> Exercises to complete
• 1. In the rule-filing excerpt on voluntary membership termination, which three exchanges are said to have substantially identical voluntary termination rules?
• 2. Translate this sentence from the rule-filing excerpt on voluntary membership termination into Spanish: "This provision is substantially identical to the voluntary termination rules at BZX, MIAX Pearl Equities, and NYSE Arca."
• 3. From the rule-filing excerpt on voluntary membership termination, extract the passage starting at "In addition, as" and ending at "and operating conditions.".

> Selected text
+++

In addition, as proposed, amended Rule 2.190 will require, as a condition of voluntary termination, that the Member make any outstanding filings required under the Exchange's Rules. The Exchange believes this amendment is appropriate because, to the extent a Member voluntarily terminating its membership is delinquent in any filings required by IEX Rules or FINRA rules incorporated by reference, this condition will ensure that the Member comes into compliance on required filings before the termination takes effect. [^25] This provision is substantially identical to the voluntary termination rules at BZX, MIAX Pearl Equities, and NYSE Arca. [^26]
[^25]*See e.g.,* IEX Rule 4.120 (Regulatory Notification and Business Curtailment), based on FINRA Rule 4120, which requires members to file certain regulatory reports concerning financial and operating conditions.
[^26]*See, e.g.,* BZX Rule 2.8; MIAX Pearl Equities Rule 206; and NYSE Arca Rule 2.22(b).

+++

> Stored data
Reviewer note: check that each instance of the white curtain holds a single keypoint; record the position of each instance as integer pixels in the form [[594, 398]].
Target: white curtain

+++

> Outputs for the tasks
• 1. BZX, MIAX Pearl Equities, and NYSE Arca.

• 2. Esta disposición es sustancialmente idéntica a las normas de terminación voluntaria de BZX, MIAX Pearl Equities y NYSE Arca.

• 3.
In addition, as proposed, amended Rule 2.190 will require, as a condition of voluntary termination, that the Member make any outstanding filings required under the Exchange's Rules. The Exchange believes this amendment is appropriate because, to the extent a Member voluntarily terminating its membership is delinquent in any filings required by IEX Rules or FINRA rules incorporated by reference, this condition will ensure that the Member comes into compliance on required filings before the termination takes effect. [^25] This provision is substantially identical to the voluntary termination rules at BZX, MIAX Pearl Equities, and NYSE Arca. [^26]
[^25]*See e.g.,* IEX Rule 4.120 (Regulatory Notification and Business Curtailment), based on FINRA Rule 4120, which requires members to file certain regulatory reports concerning financial and operating conditions.